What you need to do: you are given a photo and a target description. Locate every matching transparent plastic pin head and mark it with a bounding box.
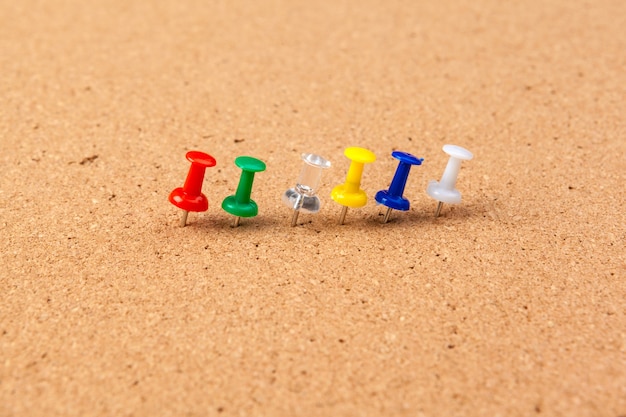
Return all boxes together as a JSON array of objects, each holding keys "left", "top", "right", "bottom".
[{"left": 283, "top": 153, "right": 330, "bottom": 213}]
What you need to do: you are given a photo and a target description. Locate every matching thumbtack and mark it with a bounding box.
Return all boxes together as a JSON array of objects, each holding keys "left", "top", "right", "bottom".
[
  {"left": 283, "top": 153, "right": 330, "bottom": 227},
  {"left": 222, "top": 156, "right": 265, "bottom": 227},
  {"left": 375, "top": 151, "right": 424, "bottom": 223},
  {"left": 330, "top": 147, "right": 376, "bottom": 224},
  {"left": 169, "top": 151, "right": 216, "bottom": 227},
  {"left": 426, "top": 145, "right": 474, "bottom": 217}
]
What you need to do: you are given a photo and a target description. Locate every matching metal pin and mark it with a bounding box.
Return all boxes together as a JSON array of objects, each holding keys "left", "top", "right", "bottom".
[
  {"left": 383, "top": 207, "right": 391, "bottom": 223},
  {"left": 339, "top": 206, "right": 348, "bottom": 224},
  {"left": 291, "top": 210, "right": 300, "bottom": 227},
  {"left": 435, "top": 201, "right": 443, "bottom": 217},
  {"left": 180, "top": 210, "right": 189, "bottom": 227}
]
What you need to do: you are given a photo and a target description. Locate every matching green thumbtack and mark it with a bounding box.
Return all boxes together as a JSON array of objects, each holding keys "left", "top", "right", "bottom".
[{"left": 222, "top": 156, "right": 265, "bottom": 227}]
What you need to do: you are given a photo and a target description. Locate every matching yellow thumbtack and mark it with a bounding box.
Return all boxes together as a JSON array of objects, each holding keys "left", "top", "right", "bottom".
[{"left": 330, "top": 147, "right": 376, "bottom": 224}]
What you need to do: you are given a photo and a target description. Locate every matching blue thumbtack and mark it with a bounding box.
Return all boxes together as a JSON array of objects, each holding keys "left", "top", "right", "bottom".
[{"left": 375, "top": 151, "right": 424, "bottom": 223}]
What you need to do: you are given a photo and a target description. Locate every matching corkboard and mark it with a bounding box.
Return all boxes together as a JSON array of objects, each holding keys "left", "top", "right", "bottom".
[{"left": 0, "top": 0, "right": 626, "bottom": 417}]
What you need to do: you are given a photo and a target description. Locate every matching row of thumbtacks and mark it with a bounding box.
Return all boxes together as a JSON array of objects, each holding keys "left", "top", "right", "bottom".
[{"left": 169, "top": 145, "right": 473, "bottom": 227}]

========================================

» **Task description**
Pick out each of the lines above that contains the word "corkboard" and copy it in full.

» **Task result**
What you need to do: you are given a photo and a target description. Locate every matching corkboard and mark it with a bounding box.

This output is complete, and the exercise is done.